Begin at the line below that has "positive clicks: (62, 103) (72, 108) (73, 84)" and stop after the line that has "positive clicks: (59, 101)". Please restate only those lines, word for word.

→ **Dataset entries**:
****************************************
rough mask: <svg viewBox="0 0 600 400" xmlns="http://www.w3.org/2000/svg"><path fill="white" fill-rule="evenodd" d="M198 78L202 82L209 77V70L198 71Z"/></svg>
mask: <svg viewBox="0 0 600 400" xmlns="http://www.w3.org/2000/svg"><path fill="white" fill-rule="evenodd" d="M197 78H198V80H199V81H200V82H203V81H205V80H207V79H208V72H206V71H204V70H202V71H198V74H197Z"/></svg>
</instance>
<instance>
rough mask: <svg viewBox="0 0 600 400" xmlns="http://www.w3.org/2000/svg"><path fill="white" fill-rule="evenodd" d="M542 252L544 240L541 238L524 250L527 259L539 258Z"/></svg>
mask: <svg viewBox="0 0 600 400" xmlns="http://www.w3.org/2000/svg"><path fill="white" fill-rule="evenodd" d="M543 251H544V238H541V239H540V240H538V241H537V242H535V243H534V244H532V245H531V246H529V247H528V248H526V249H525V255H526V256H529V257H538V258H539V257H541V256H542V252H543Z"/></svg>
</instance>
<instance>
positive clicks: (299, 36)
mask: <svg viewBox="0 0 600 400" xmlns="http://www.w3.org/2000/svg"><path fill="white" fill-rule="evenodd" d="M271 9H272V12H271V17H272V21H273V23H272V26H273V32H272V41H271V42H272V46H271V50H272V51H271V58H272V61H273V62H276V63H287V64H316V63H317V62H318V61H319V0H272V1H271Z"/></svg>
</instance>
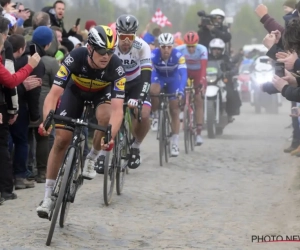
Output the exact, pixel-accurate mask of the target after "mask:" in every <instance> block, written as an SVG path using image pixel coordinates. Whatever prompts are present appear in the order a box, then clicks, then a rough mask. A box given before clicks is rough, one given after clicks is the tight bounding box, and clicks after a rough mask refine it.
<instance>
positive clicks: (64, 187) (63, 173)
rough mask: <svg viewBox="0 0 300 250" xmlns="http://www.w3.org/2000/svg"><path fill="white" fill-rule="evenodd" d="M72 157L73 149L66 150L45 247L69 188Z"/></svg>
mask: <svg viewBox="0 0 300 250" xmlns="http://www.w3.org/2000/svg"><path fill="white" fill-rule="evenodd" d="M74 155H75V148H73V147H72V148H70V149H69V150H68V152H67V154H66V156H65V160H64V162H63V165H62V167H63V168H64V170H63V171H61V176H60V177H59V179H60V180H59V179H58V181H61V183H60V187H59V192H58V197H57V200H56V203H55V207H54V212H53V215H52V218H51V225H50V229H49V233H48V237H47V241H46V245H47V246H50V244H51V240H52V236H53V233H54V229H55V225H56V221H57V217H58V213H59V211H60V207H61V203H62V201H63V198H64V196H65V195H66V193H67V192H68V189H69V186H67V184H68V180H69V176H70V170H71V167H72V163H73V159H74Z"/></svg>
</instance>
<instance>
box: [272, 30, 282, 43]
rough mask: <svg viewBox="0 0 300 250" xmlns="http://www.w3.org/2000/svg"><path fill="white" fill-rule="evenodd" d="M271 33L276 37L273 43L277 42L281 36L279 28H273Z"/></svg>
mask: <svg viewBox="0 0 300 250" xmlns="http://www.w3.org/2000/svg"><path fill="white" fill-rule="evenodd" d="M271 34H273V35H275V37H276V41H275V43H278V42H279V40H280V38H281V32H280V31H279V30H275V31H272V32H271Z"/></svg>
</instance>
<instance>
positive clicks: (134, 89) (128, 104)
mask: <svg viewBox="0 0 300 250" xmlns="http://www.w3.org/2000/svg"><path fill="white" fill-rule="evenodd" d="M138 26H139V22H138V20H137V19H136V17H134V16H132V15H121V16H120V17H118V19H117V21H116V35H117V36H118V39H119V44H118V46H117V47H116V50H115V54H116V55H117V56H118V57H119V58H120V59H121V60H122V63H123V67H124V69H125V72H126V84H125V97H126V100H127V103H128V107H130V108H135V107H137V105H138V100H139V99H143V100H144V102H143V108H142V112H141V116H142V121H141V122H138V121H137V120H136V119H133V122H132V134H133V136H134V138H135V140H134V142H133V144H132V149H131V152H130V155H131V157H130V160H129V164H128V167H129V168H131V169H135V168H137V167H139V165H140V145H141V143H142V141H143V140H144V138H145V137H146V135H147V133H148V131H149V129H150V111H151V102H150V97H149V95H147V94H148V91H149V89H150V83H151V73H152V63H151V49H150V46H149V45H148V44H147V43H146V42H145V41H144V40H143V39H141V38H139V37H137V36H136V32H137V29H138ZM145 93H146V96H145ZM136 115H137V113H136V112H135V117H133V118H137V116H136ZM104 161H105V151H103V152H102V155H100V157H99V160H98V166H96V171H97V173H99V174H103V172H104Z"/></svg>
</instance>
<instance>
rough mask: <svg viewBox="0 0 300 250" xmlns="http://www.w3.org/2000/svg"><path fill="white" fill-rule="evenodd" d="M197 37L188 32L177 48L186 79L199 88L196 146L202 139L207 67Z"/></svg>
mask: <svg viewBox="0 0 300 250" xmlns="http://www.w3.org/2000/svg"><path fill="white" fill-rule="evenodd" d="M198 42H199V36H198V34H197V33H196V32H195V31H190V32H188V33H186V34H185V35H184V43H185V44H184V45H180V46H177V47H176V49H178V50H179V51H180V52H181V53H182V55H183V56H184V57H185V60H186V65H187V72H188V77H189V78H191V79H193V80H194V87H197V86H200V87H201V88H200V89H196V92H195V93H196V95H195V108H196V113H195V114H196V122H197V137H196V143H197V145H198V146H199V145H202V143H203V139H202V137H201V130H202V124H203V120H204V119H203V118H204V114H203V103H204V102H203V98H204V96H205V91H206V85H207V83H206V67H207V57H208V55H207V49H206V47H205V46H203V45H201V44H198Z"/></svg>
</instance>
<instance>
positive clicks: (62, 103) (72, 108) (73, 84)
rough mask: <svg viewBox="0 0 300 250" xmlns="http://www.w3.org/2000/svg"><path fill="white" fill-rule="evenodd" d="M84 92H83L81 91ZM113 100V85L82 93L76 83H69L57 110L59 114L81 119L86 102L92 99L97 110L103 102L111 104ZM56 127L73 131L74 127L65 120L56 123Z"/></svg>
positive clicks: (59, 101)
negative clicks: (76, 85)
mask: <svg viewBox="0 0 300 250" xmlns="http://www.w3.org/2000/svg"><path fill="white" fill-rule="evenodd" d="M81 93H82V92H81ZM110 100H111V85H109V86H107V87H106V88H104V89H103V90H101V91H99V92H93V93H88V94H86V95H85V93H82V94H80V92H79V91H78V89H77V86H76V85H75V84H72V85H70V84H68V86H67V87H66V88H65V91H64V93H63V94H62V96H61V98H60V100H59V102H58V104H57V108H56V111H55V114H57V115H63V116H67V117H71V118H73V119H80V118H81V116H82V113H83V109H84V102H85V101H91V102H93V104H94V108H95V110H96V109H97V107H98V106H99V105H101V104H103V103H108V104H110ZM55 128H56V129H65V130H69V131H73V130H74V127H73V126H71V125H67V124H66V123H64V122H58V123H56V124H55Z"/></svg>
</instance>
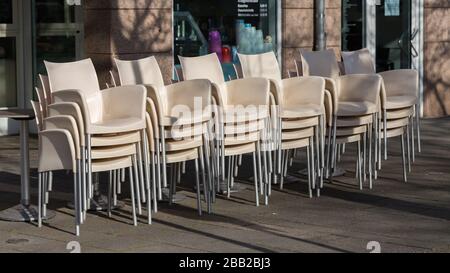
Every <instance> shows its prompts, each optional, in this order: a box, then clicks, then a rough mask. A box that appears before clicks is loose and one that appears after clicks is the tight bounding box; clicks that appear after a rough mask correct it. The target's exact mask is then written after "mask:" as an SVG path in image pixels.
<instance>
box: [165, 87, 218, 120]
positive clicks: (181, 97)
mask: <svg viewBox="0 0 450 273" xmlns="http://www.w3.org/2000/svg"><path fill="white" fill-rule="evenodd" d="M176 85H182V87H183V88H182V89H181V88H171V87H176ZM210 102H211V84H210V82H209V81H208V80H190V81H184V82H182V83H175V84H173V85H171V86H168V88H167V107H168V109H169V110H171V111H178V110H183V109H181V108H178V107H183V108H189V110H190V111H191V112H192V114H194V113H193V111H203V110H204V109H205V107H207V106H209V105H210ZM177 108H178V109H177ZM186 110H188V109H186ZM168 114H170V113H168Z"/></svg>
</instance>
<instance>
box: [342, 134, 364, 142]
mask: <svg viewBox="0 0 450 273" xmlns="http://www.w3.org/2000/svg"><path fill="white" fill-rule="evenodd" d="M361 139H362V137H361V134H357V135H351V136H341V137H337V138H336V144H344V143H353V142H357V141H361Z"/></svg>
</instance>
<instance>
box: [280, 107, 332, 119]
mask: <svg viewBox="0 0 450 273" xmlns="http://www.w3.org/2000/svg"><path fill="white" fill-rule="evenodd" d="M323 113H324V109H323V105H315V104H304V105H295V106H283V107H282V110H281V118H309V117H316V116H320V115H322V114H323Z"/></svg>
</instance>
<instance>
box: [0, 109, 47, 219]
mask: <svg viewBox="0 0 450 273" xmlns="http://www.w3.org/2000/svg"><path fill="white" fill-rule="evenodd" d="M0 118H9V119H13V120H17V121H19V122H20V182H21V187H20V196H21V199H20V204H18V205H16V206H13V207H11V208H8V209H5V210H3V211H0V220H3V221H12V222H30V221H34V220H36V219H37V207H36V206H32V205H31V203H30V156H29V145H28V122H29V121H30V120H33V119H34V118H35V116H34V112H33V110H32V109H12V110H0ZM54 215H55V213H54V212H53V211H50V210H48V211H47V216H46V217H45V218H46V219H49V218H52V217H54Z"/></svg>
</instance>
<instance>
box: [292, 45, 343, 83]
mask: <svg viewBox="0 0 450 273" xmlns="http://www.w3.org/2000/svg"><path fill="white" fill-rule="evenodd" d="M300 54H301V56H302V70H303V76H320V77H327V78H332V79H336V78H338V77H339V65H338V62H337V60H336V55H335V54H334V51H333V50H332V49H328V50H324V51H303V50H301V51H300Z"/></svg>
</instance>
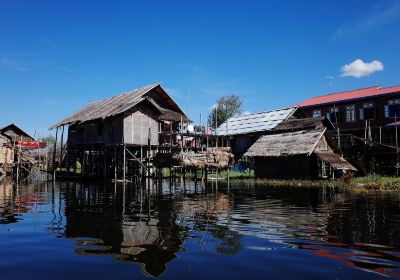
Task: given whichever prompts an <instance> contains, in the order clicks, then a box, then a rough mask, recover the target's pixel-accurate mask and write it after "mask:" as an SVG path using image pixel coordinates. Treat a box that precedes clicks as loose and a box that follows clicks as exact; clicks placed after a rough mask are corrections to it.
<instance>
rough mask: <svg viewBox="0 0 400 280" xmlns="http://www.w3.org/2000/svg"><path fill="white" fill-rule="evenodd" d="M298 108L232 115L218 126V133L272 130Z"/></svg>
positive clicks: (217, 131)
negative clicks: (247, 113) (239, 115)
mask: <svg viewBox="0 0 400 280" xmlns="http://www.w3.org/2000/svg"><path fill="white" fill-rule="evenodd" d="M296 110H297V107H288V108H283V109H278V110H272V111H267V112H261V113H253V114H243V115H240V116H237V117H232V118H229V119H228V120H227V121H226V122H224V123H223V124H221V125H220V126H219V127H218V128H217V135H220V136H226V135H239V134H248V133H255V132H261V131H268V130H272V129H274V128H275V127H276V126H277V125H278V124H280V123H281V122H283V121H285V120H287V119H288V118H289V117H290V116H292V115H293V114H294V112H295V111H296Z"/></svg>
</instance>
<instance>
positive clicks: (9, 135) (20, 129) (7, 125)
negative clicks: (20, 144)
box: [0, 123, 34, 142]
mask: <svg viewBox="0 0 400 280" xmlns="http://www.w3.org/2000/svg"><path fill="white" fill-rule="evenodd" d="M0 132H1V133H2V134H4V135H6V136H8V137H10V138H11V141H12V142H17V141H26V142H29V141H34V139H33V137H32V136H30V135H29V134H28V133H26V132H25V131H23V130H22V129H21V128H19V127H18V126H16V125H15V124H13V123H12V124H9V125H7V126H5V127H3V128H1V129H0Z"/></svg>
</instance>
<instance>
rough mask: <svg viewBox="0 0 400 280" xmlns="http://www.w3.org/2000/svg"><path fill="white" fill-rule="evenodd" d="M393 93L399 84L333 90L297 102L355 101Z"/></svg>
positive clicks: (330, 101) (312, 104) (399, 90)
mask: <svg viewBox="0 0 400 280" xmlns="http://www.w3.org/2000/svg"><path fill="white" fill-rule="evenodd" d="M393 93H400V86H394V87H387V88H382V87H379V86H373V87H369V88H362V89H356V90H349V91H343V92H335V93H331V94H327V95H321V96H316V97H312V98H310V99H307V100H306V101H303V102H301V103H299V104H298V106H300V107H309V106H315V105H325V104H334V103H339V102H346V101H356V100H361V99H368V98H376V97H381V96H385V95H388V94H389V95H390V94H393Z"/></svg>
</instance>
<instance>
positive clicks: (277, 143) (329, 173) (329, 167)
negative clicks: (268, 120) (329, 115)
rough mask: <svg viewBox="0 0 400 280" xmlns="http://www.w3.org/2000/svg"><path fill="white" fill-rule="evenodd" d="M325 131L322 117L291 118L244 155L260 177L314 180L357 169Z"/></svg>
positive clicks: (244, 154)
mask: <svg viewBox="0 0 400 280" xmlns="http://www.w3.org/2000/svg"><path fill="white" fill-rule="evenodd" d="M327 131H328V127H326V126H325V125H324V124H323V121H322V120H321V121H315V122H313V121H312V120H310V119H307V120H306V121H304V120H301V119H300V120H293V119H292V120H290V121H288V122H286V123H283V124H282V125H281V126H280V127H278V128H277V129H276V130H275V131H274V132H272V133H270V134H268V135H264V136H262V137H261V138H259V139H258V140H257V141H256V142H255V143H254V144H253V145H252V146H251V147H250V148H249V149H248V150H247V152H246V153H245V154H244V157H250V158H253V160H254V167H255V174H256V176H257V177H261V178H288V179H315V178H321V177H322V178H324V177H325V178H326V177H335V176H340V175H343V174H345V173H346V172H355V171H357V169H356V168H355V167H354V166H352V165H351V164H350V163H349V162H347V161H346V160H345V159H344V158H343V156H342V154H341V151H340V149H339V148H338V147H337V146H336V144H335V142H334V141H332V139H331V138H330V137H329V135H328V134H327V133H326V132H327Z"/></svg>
****************************************
→ **Solution to the exercise**:
positive clicks: (62, 103) (72, 108) (73, 84)
rough mask: <svg viewBox="0 0 300 250" xmlns="http://www.w3.org/2000/svg"><path fill="white" fill-rule="evenodd" d="M84 92H83L81 91ZM113 100V85L82 93L76 83H69L57 110L59 114L81 119L86 102L92 99L97 110L103 102L111 104ZM56 127L73 131L74 127L65 120L56 123Z"/></svg>
positive clicks: (59, 101)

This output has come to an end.